**Extracted text**
☆ ☆ ☆ ☆

At a later stage, two other parameters. *learning_rate* and *hidden_size* come into picture. These are the learning rate used by the SGD optimizer and the total neurons in the hidden layer of the two layer network.  

In [7]:
script_params = {
    '--data-folder': ds.as_mount()
}

pt_est = PyTorch(source_directory='./your_code',
                 script_params=script_params,
                 compute_target=compute_target,
                 entry_script='2layerfcnet.py',
                 use_gpu=True)

### Submit the Experiment

With the initialization of the estimator, we are all set to run the experiment at hand. We submit the same with the estimator created in the previous step. 

This starts off the sequence of events at the end of which we have a model with some results to show. We can close everything off and depending on the complexity of the model go for a jog or decide to call it a day. It takes ~10 mins for the behind-the-curtains setup to complete after which we have our task up and running.

In [11]:
run = exp.submit(pt_est)

☆ ☆ ☆ ☆

Dataset rows
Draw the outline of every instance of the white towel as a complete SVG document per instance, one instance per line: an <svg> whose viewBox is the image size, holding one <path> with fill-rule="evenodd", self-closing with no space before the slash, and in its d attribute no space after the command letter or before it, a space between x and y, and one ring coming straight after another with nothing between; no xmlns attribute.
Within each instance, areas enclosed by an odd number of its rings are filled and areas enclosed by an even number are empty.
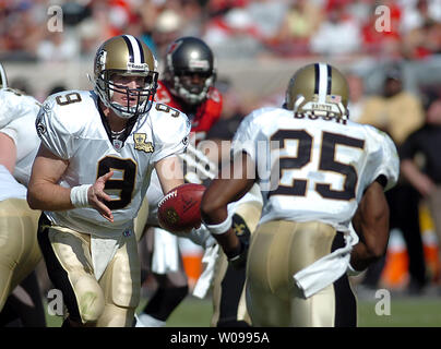
<svg viewBox="0 0 441 349"><path fill-rule="evenodd" d="M154 228L152 272L167 274L179 270L178 237L162 228Z"/></svg>
<svg viewBox="0 0 441 349"><path fill-rule="evenodd" d="M305 298L310 298L321 291L346 273L349 265L350 251L353 250L353 245L358 242L358 236L355 233L351 225L345 232L345 242L344 248L321 257L293 276L296 286Z"/></svg>
<svg viewBox="0 0 441 349"><path fill-rule="evenodd" d="M217 243L214 243L210 248L205 249L204 255L202 256L202 263L205 265L205 267L198 279L196 285L194 286L194 297L203 299L208 292L214 279L214 267L218 254L219 245Z"/></svg>
<svg viewBox="0 0 441 349"><path fill-rule="evenodd" d="M91 255L95 278L99 280L119 248L120 238L91 236Z"/></svg>

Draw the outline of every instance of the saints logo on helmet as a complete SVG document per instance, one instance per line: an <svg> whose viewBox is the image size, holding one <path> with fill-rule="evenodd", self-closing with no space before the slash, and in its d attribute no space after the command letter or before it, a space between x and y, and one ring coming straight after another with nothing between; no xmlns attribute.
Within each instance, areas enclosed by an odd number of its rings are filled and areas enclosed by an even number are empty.
<svg viewBox="0 0 441 349"><path fill-rule="evenodd" d="M284 107L295 113L349 118L345 76L326 63L308 64L290 79Z"/></svg>
<svg viewBox="0 0 441 349"><path fill-rule="evenodd" d="M141 76L141 87L128 88L114 82L116 75ZM157 88L157 62L148 47L131 35L105 41L96 52L94 88L104 105L121 118L140 116L152 107ZM126 105L112 101L115 93L126 95Z"/></svg>
<svg viewBox="0 0 441 349"><path fill-rule="evenodd" d="M204 41L188 36L168 47L164 82L172 95L189 105L200 104L215 80L213 52Z"/></svg>

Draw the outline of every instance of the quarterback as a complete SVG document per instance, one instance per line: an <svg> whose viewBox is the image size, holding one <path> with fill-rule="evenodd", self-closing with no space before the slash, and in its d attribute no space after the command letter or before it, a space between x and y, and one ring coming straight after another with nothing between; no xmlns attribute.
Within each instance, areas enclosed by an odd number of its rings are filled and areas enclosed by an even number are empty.
<svg viewBox="0 0 441 349"><path fill-rule="evenodd" d="M34 124L40 105L8 88L4 72L0 87L0 312L14 288L27 278L20 286L26 301L21 292L15 298L23 304L32 300L32 304L25 314L14 316L24 326L45 326L40 292L32 274L41 260L37 243L40 212L31 209L26 202L26 185L39 145Z"/></svg>
<svg viewBox="0 0 441 349"><path fill-rule="evenodd" d="M347 103L337 69L314 63L298 70L284 108L259 109L242 121L231 179L214 180L204 193L207 229L230 263L247 263L253 326L356 326L346 273L385 252L384 191L396 183L398 157L386 134L348 119ZM238 165L241 176L235 178ZM252 169L262 168L255 176ZM264 206L247 258L226 206L254 182Z"/></svg>
<svg viewBox="0 0 441 349"><path fill-rule="evenodd" d="M162 189L183 183L187 116L154 103L158 72L138 38L106 40L94 61L94 91L44 103L41 146L27 192L44 210L38 231L49 277L63 292L64 326L131 326L140 300L133 218L155 168Z"/></svg>

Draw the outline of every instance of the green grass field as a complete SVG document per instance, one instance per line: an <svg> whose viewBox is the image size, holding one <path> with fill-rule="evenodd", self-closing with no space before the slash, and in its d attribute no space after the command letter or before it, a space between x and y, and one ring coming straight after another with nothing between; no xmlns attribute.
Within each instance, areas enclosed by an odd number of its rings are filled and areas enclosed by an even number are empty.
<svg viewBox="0 0 441 349"><path fill-rule="evenodd" d="M143 299L140 305L146 303ZM439 298L398 298L391 299L390 315L376 314L376 301L358 302L359 327L440 327L441 299ZM377 305L378 306L378 305ZM199 300L188 297L171 314L169 327L208 327L212 316L212 302L207 298ZM59 316L47 315L49 327L59 327Z"/></svg>

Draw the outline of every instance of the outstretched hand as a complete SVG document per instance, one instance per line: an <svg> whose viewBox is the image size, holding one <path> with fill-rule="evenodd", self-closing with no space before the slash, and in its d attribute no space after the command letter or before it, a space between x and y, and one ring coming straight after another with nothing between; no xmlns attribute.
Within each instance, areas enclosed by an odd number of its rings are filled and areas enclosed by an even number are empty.
<svg viewBox="0 0 441 349"><path fill-rule="evenodd" d="M110 201L110 196L104 191L107 180L114 176L114 171L109 171L106 174L99 177L96 182L88 189L87 198L88 204L95 208L107 220L114 222L114 215L105 202Z"/></svg>

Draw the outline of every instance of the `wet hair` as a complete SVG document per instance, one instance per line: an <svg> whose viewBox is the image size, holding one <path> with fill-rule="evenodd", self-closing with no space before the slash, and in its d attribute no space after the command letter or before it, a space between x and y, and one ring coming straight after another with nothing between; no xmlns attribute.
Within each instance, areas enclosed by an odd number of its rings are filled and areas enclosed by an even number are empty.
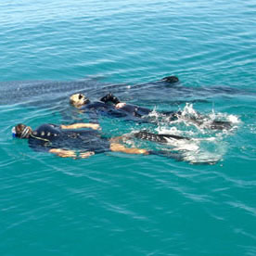
<svg viewBox="0 0 256 256"><path fill-rule="evenodd" d="M19 138L26 138L30 134L31 129L29 126L19 123L15 126L15 136Z"/></svg>

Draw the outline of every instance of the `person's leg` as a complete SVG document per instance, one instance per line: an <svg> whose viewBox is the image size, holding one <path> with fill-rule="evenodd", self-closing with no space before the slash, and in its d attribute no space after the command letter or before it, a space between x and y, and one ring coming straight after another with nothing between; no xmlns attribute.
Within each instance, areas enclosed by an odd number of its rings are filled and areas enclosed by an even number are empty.
<svg viewBox="0 0 256 256"><path fill-rule="evenodd" d="M144 154L148 155L149 152L147 149L135 148L135 147L126 147L120 143L111 143L110 150L113 152L122 152L126 154Z"/></svg>

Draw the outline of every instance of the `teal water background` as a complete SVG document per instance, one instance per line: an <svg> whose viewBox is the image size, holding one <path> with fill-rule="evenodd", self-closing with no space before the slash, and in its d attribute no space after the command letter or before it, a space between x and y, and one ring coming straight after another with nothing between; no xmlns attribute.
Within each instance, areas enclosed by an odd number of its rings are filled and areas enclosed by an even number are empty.
<svg viewBox="0 0 256 256"><path fill-rule="evenodd" d="M150 90L131 98L168 109L202 99L205 88L243 93L210 90L208 102L193 104L239 121L227 134L211 134L224 147L215 165L38 154L10 129L61 122L59 104L10 98L0 106L1 255L256 255L255 24L252 0L2 1L1 82L92 78L133 86L174 74L179 86L195 89L190 97L179 95L173 105L170 87L164 102ZM113 134L133 128L101 122Z"/></svg>

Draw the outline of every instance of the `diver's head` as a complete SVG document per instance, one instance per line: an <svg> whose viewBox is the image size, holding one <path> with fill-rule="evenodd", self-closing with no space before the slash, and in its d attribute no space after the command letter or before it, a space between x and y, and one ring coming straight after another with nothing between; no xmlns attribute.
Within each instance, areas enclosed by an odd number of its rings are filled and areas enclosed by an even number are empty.
<svg viewBox="0 0 256 256"><path fill-rule="evenodd" d="M28 138L32 134L32 130L30 126L23 123L19 123L12 128L12 135L18 138Z"/></svg>
<svg viewBox="0 0 256 256"><path fill-rule="evenodd" d="M81 108L82 106L90 103L90 100L83 94L75 94L70 96L70 103L75 108Z"/></svg>
<svg viewBox="0 0 256 256"><path fill-rule="evenodd" d="M120 103L120 100L118 97L116 97L114 95L112 95L111 93L109 93L108 95L106 95L105 96L103 96L100 101L104 102L104 103L110 103L110 104L118 104Z"/></svg>

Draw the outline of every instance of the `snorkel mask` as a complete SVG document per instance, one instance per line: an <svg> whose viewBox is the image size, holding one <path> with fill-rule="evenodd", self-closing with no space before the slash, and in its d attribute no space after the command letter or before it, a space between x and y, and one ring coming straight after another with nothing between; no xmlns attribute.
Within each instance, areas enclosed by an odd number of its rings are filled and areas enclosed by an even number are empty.
<svg viewBox="0 0 256 256"><path fill-rule="evenodd" d="M24 125L24 129L22 130L22 132L20 134L18 134L17 133L17 129L16 129L16 126L13 127L11 129L11 132L12 132L12 136L13 137L19 137L19 138L26 138L29 134L29 133L31 132L31 129L29 126L26 126Z"/></svg>

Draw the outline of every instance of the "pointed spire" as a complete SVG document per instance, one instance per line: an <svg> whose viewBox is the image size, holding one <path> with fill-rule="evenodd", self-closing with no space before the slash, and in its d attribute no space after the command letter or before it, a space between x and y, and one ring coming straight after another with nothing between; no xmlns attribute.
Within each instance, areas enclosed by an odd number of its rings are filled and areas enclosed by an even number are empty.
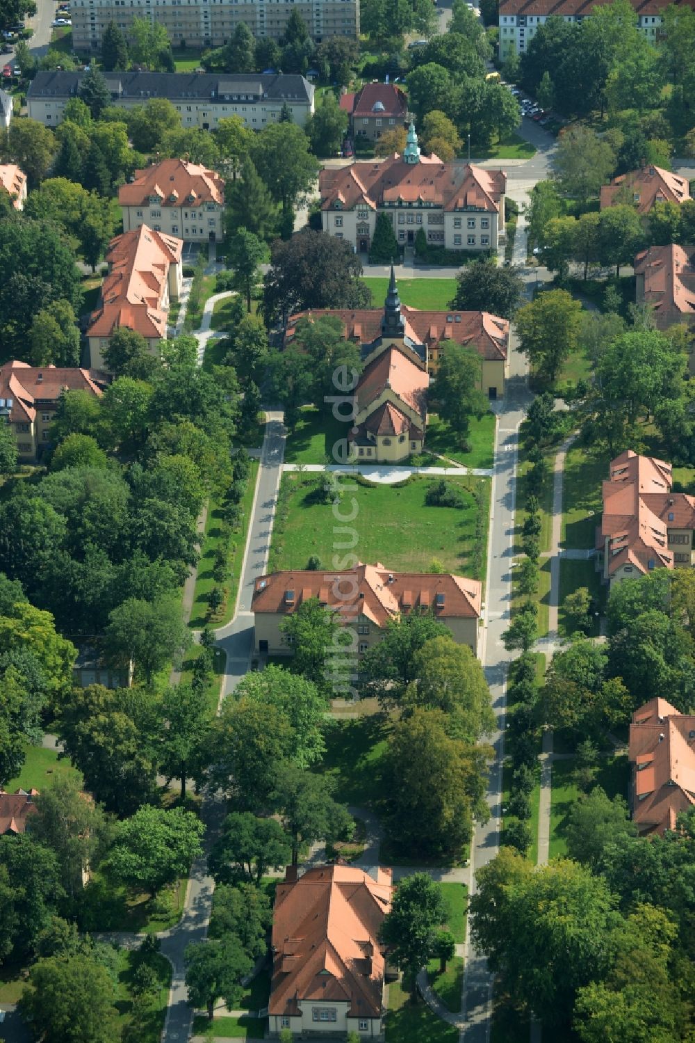
<svg viewBox="0 0 695 1043"><path fill-rule="evenodd" d="M413 122L411 123L405 140L403 161L409 164L420 163L420 146L418 145L418 136L415 132L415 123Z"/></svg>
<svg viewBox="0 0 695 1043"><path fill-rule="evenodd" d="M398 286L396 285L396 272L391 265L391 278L389 280L389 292L383 302L383 320L381 321L381 332L391 336L402 336L405 323L400 313L400 297L398 296Z"/></svg>

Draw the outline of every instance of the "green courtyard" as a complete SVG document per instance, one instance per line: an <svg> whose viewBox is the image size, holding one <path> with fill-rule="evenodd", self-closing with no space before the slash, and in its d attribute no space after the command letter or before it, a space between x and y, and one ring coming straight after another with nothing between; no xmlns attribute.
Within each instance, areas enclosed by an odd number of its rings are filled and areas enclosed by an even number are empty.
<svg viewBox="0 0 695 1043"><path fill-rule="evenodd" d="M358 476L357 476L358 478ZM343 515L356 532L351 550L361 561L381 562L394 572L429 572L436 561L446 572L482 579L486 572L490 480L451 478L461 507L430 507L427 490L436 479L411 477L397 485L345 480ZM306 568L318 557L328 567L345 549L346 523L321 502L324 476L286 474L280 483L269 569ZM478 503L474 493L478 494Z"/></svg>

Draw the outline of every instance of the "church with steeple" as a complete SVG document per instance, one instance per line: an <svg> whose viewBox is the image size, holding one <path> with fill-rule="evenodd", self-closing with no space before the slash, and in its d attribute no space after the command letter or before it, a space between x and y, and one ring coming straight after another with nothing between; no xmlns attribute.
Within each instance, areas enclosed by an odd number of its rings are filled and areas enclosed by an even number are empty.
<svg viewBox="0 0 695 1043"><path fill-rule="evenodd" d="M420 231L428 245L462 253L496 252L504 240L504 171L423 155L413 123L402 155L322 170L319 192L323 231L357 253L369 253L378 214L403 249Z"/></svg>
<svg viewBox="0 0 695 1043"><path fill-rule="evenodd" d="M401 304L393 265L382 309L321 309L293 315L286 345L301 318L316 320L324 315L339 318L346 340L359 345L363 370L353 392L353 421L346 432L354 460L400 463L422 453L430 373L437 371L447 342L478 353L480 387L490 399L504 394L508 321L488 312L408 308Z"/></svg>

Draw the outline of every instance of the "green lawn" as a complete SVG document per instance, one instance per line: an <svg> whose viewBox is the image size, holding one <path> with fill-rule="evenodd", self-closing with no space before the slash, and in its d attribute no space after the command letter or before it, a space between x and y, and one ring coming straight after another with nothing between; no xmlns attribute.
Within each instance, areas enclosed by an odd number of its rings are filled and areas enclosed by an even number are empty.
<svg viewBox="0 0 695 1043"><path fill-rule="evenodd" d="M215 1018L209 1021L199 1015L193 1022L193 1035L209 1039L225 1040L262 1040L266 1035L267 1018Z"/></svg>
<svg viewBox="0 0 695 1043"><path fill-rule="evenodd" d="M336 420L332 413L324 415L314 406L304 406L294 431L284 443L286 463L338 463L333 445L346 439L350 425ZM340 452L340 451L339 451Z"/></svg>
<svg viewBox="0 0 695 1043"><path fill-rule="evenodd" d="M600 573L594 568L593 561L571 561L568 558L560 559L560 608L557 612L557 629L561 637L569 637L570 631L567 627L567 620L563 605L569 593L573 593L579 587L587 587L594 602L598 606L598 611L605 608L606 587L601 583ZM598 637L599 620L592 615L592 628L590 636Z"/></svg>
<svg viewBox="0 0 695 1043"><path fill-rule="evenodd" d="M26 759L22 771L16 779L7 782L5 790L45 790L50 786L51 779L56 775L76 775L77 772L68 757L58 760L55 750L45 750L41 746L27 746Z"/></svg>
<svg viewBox="0 0 695 1043"><path fill-rule="evenodd" d="M193 664L198 658L202 651L200 645L193 645L183 660L181 665L181 684L190 684L193 680ZM222 649L214 649L214 673L207 686L205 688L205 702L209 708L210 713L217 712L218 703L220 701L220 689L222 687L222 677L224 676L224 668L227 662L226 653Z"/></svg>
<svg viewBox="0 0 695 1043"><path fill-rule="evenodd" d="M255 490L257 474L258 462L257 460L252 460L251 469L246 484L246 492L242 499L242 520L233 533L230 544L231 550L227 561L227 567L229 569L228 578L225 582L225 585L228 588L227 602L220 621L215 621L216 626L223 626L225 623L228 623L233 615L239 577L241 575L242 561L244 560L244 549L246 547L248 523L251 516L251 505L253 504L253 493ZM191 620L189 622L189 626L193 630L201 630L206 623L207 598L210 590L216 585L215 580L213 579L213 563L215 560L215 554L220 543L220 525L222 522L223 513L221 505L210 501L205 522L205 537L200 554L200 560L198 562Z"/></svg>
<svg viewBox="0 0 695 1043"><path fill-rule="evenodd" d="M399 981L389 986L384 1023L387 1043L458 1043L458 1029L432 1014L423 1000L413 1005Z"/></svg>
<svg viewBox="0 0 695 1043"><path fill-rule="evenodd" d="M326 753L317 770L332 776L336 799L378 809L381 757L387 739L381 714L330 721L325 730Z"/></svg>
<svg viewBox="0 0 695 1043"><path fill-rule="evenodd" d="M271 567L305 568L313 555L324 561L332 559L336 522L332 506L316 503L321 477L288 474L282 484L288 492L284 523L276 523L271 548ZM452 478L451 486L461 490L465 506L428 507L425 494L433 479L417 478L397 488L388 485L366 487L347 480L346 500L356 505L351 523L357 533L354 553L365 562L380 561L395 572L426 572L433 558L447 572L485 577L490 511L490 479ZM350 488L353 486L353 488ZM476 507L470 491L482 490L483 534L477 548L479 568L475 567ZM354 508L352 508L354 509ZM344 525L343 525L344 529ZM340 537L345 539L345 535Z"/></svg>
<svg viewBox="0 0 695 1043"><path fill-rule="evenodd" d="M369 277L364 280L372 291L372 308L383 308L389 280ZM398 282L398 296L401 304L418 308L421 312L445 312L449 301L456 295L455 278L401 278Z"/></svg>
<svg viewBox="0 0 695 1043"><path fill-rule="evenodd" d="M124 1029L130 1022L130 1012L132 1010L132 985L138 969L145 963L139 952L127 952L122 949L119 952L118 984L116 1006L119 1012L119 1024ZM167 1002L169 1000L169 987L171 985L171 965L165 956L155 953L148 957L147 963L157 975L158 990L152 997L147 1018L138 1035L138 1043L159 1043L162 1029L167 1016Z"/></svg>
<svg viewBox="0 0 695 1043"><path fill-rule="evenodd" d="M461 1011L461 996L464 985L464 957L452 956L444 974L440 973L439 960L430 960L427 965L427 980L452 1014Z"/></svg>
<svg viewBox="0 0 695 1043"><path fill-rule="evenodd" d="M495 462L495 414L485 413L477 420L471 420L468 433L468 453L457 448L448 425L440 420L437 413L427 414L425 446L430 453L439 453L464 464L465 467L492 467Z"/></svg>
<svg viewBox="0 0 695 1043"><path fill-rule="evenodd" d="M479 160L530 160L533 155L535 145L524 141L518 134L511 134L490 148L474 146L471 150L471 163Z"/></svg>
<svg viewBox="0 0 695 1043"><path fill-rule="evenodd" d="M550 851L551 858L567 854L565 827L572 804L579 796L572 772L573 760L554 760L552 765L552 793L550 795Z"/></svg>
<svg viewBox="0 0 695 1043"><path fill-rule="evenodd" d="M561 539L568 548L594 545L601 513L601 482L609 477L609 461L572 445L565 460L563 526Z"/></svg>
<svg viewBox="0 0 695 1043"><path fill-rule="evenodd" d="M466 939L468 888L465 883L440 883L440 891L448 909L447 927L456 944L463 945Z"/></svg>

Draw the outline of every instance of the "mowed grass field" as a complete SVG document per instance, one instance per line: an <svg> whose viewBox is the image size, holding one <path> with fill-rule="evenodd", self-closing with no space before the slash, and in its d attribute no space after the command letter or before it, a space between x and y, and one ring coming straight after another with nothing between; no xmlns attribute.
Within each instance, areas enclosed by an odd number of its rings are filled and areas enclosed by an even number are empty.
<svg viewBox="0 0 695 1043"><path fill-rule="evenodd" d="M389 280L370 277L364 280L372 291L372 308L383 308ZM398 296L401 304L418 308L421 312L445 312L456 293L455 278L415 278L398 281Z"/></svg>
<svg viewBox="0 0 695 1043"><path fill-rule="evenodd" d="M273 568L305 568L312 556L318 556L328 567L333 554L340 551L338 544L345 545L345 522L336 520L332 505L316 502L322 481L321 477L307 478L294 472L283 476L282 482L290 488L288 514L283 531L279 533L277 526L273 531ZM485 576L490 480L447 479L449 485L461 491L463 508L428 507L425 495L435 481L420 478L397 488L366 487L348 479L342 510L343 514L348 508L349 513L355 512L349 528L357 533L353 552L361 561L380 561L394 572L427 572L437 559L447 572L471 575L476 524L471 490L478 487L482 489L486 509L480 577Z"/></svg>

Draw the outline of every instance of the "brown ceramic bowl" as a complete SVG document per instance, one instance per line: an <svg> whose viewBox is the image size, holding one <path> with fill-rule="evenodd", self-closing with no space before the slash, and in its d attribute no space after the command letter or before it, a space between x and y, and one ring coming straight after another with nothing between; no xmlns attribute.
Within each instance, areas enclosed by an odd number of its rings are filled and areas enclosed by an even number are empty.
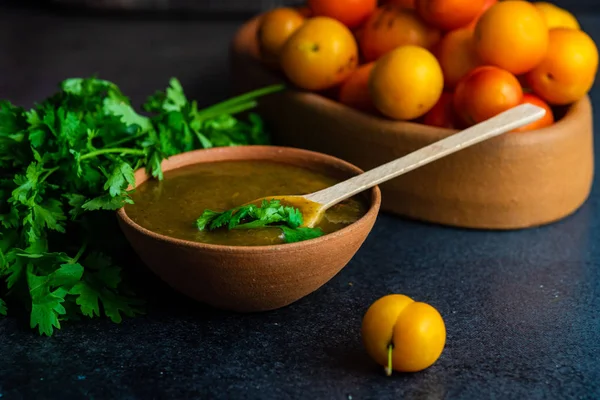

☆ ☆ ☆ ☆

**Set tasks**
1. Answer these from the text on running the PyTorch experiment:
(a) Which optimizer uses the learning rate?
(b) Which entry script is given to the estimator?
(c) About how long does the setup take before the task is running?
2. Pick up the text on running the PyTorch experiment right after its last line of code and keep it going.

**The answers**
1.
(a) The SGD optimizer.
(b) 2layerfcnet.py
(c) About 10 minutes.

2.
### Visualizing the submission

However, we also have the option to track what is happening during the course of the experiment. To do that, we again import some libraries and with the submitted experiment's name, we extract its details using the below command - 

In [None]:
from azureml.widgets import RunDetails
RunDetails(run).show()

We get the snapshot as shown here once the training is completed. While the training is being done, one can check the status of the *run* as well. All the updates related to the process happening are displayed here. Alternatively, one can check the portal to view the metrics that have been logged during the training. More steps on how to log parameters are available here - https://docs.microsoft.com/en-us/azure/machine-learning/service/how-to-track-experiments

![Screenshot%20from%202019-04-13%2014-57-50.png](img/Screenshot%20from%202019-04-13%2014-57-50.png)

## Moving forward - Automated Hyperparameter search <a class="anchor" id="hyper"></a>

Our basic model consisting of fully connected layers achieves an accuracy of ~42%. However, is that the best that can be achieved with this model? Hmmmm.....

In the training script, we fixed the learning rate arbitrarily. We could instead choose to explore the effect of changing this hyperparameter to our accuracy.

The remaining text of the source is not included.